**PAGE**:
########################################

US release poster
|Directed by||Alejandro González Iñárritu|
|Produced by||Alejandro González Iñárritu|
|Written by||Guillermo Arriaga|
Gael García Bernal
|Music by||Gustavo Santaolalla|
|Edited by||Alejandro González Iñárritu
Fernando Pérez Unda
Alta Vista Films
|Distributed by||Nu Vision|
|Box office||$20.9 million|
Amores perros is a 2000 Mexican drama thriller film directed by Alejandro González Iñárritu and written by Guillermo Arriaga. Amores perros is the first installment in González Iñárritu's "Trilogy of Death", succeeded by 21 Grams and Babel. It is a triptych; an anthology film, sometimes referred to as the "Mexican Pulp Fiction", containing three distinct stories which are connected by a car accident in Mexico City.
Each of the three tales is also a reflection on the cruelty of humans toward animals and each other, showing how they may live dark or even hideous lives. But the film's theme is loyalty, as symbolized by the dog, "man's best friend". Dogs are important to the main characters in each of the three stories, and in each story various forms of human loyalty or disloyalty are shown: disloyalty to a brother by trying to seduce the brother's wife, disloyalty to a wife by keeping a mistress with subsequent disloyalty to the mistress when she is injured and loses her beauty, loss of loyalty to youthful idealism and rediscovered loyalty to a daughter as a hit-man falls from and then attempts to regain grace.
The film was released under its Spanish title in the English-speaking world, although its title was sometimes translated as Love's a Bitch in marketing. The soundtrack included songs by well-known Latin American rock bands, such as Café Tacuba, Control Machete, and Bersuit Vergarabat. Amores perros was nominated for the Academy Award for Best Foreign Language Film in 2000 and won the Ariel Award for Best Picture from the Mexican Academy of Film.
The film is constructed from three distinct stories linked by a car accident that brings the characters briefly together.
- Octavio y Susana
The first segment stars Gael García Bernal and Vanessa Bauche as the title characters. Susana is Octavio's sister-in-law; however, Octavio is in love with her and doesn't like the way his brother, Ramiro, treats her. Octavio tries to persuade her to run away with him to get out from under Ramiro's abuse. Needing to make money so that he and Susana can escape and start a life of their own, Octavio becomes involved in the business of dog fighting. Octavio makes enough money to run away with Susana, but Susana takes the money and leaves with her husband. Octavio continues his dog fighting business until a rival owner shoots his dog Cofi. Octavio stabs the rival owner and finds himself in a car chase with his lifelong friend, Jorge, and the wounded dog. A collision follows; Jorge dies and Octavio is badly injured.

########################################

**PROVIDED INFORMATION**:
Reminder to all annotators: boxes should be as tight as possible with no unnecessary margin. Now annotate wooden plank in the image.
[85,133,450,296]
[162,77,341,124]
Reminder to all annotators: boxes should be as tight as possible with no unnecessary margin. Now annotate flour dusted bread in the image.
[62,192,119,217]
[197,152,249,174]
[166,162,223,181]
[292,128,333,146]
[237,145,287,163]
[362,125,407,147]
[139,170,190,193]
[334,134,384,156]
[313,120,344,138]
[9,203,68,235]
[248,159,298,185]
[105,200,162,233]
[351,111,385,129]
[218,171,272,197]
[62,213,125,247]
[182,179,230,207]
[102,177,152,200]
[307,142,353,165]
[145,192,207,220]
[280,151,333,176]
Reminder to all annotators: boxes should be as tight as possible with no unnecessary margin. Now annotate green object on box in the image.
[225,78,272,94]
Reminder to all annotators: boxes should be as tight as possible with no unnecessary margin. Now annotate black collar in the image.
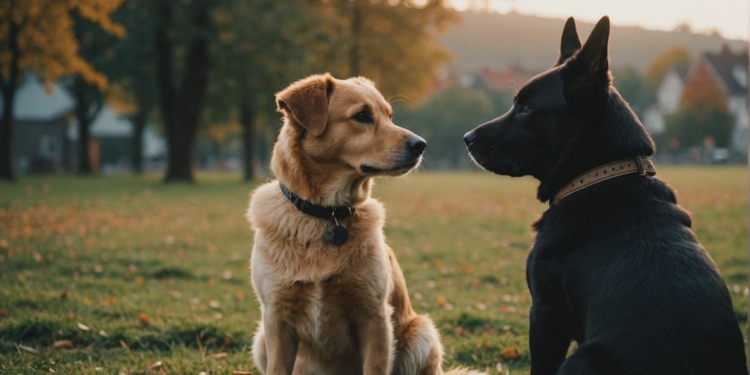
[279,181,356,220]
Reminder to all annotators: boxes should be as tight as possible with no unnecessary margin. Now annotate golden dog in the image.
[247,74,488,375]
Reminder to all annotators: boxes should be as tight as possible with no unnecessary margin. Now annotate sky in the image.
[451,0,750,40]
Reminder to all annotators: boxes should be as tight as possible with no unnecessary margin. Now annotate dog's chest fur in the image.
[247,182,393,358]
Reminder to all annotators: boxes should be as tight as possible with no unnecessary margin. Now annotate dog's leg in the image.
[357,303,394,375]
[253,322,268,374]
[393,315,443,375]
[557,344,617,375]
[263,311,299,375]
[529,303,570,375]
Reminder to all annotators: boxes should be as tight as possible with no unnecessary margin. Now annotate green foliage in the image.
[394,86,503,168]
[612,67,650,112]
[664,109,735,148]
[645,46,693,95]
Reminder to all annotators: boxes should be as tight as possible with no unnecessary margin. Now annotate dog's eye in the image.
[352,110,373,124]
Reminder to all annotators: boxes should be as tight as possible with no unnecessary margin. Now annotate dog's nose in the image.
[406,136,427,154]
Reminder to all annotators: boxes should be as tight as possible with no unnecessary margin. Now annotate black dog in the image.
[464,17,748,375]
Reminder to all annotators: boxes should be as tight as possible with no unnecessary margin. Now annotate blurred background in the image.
[0,0,748,181]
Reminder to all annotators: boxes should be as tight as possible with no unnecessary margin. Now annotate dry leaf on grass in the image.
[138,313,151,326]
[18,344,38,353]
[500,347,518,359]
[52,340,75,349]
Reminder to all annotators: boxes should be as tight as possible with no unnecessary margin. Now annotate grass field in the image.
[0,167,748,375]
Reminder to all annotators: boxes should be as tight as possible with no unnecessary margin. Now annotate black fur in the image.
[464,17,748,375]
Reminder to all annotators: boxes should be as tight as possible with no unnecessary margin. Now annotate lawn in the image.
[0,167,748,375]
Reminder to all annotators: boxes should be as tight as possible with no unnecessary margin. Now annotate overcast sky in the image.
[451,0,750,40]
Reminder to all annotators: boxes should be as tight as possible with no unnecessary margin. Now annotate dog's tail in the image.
[445,367,489,375]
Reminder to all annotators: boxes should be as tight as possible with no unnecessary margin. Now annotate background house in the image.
[6,74,166,173]
[0,75,76,173]
[643,66,688,134]
[685,45,748,154]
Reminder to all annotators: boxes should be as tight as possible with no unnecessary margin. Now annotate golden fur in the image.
[247,74,490,375]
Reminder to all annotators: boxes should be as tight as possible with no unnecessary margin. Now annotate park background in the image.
[0,0,750,374]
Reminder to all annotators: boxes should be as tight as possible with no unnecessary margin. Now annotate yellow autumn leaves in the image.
[0,0,125,90]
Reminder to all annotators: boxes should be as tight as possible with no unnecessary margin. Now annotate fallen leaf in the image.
[138,313,151,325]
[500,347,518,359]
[52,340,75,349]
[18,344,37,353]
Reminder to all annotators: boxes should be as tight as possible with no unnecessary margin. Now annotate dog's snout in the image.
[406,136,427,154]
[464,130,477,146]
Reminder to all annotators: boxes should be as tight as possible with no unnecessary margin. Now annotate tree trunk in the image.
[154,0,211,182]
[78,117,91,175]
[72,76,104,175]
[349,0,362,77]
[130,111,146,174]
[240,103,256,182]
[0,85,16,181]
[0,0,21,181]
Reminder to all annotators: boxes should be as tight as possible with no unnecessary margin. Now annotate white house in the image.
[643,66,688,134]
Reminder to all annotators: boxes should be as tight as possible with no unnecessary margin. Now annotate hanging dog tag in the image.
[323,225,349,246]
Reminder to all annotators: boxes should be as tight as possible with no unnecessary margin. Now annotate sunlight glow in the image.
[451,0,750,40]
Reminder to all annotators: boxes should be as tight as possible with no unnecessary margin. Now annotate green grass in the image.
[0,167,748,374]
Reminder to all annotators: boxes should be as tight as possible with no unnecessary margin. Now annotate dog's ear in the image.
[555,17,581,66]
[577,16,609,73]
[276,73,336,136]
[563,16,612,99]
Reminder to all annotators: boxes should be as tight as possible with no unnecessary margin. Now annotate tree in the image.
[645,46,692,95]
[0,0,125,180]
[154,0,214,182]
[613,67,649,112]
[324,0,457,99]
[207,0,326,181]
[103,0,157,174]
[664,109,735,148]
[63,15,127,175]
[393,86,500,168]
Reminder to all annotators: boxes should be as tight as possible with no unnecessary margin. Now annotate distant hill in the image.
[439,12,747,72]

########################################

**EXERCISE INSTRUCTIONS**: Decide whether each of the following statements agrees with the article on Amores perros, answering yes or no and quoting the words of the article that settle it. (a) The film was sometimes marketed in English as Love's a Bitch. (b) Amores perros won the Academy Award for Best Foreign Language Film. (c) In the first segment, Susana runs away with Octavio.

**CORRECT OUTPUT**:
(a) Yes: "its title was sometimes translated as Love's a Bitch in marketing"
(b) No: "was nominated for the Academy Award for Best Foreign Language Film in 2000"
(c) No: "Susana takes the money and leaves with her husband"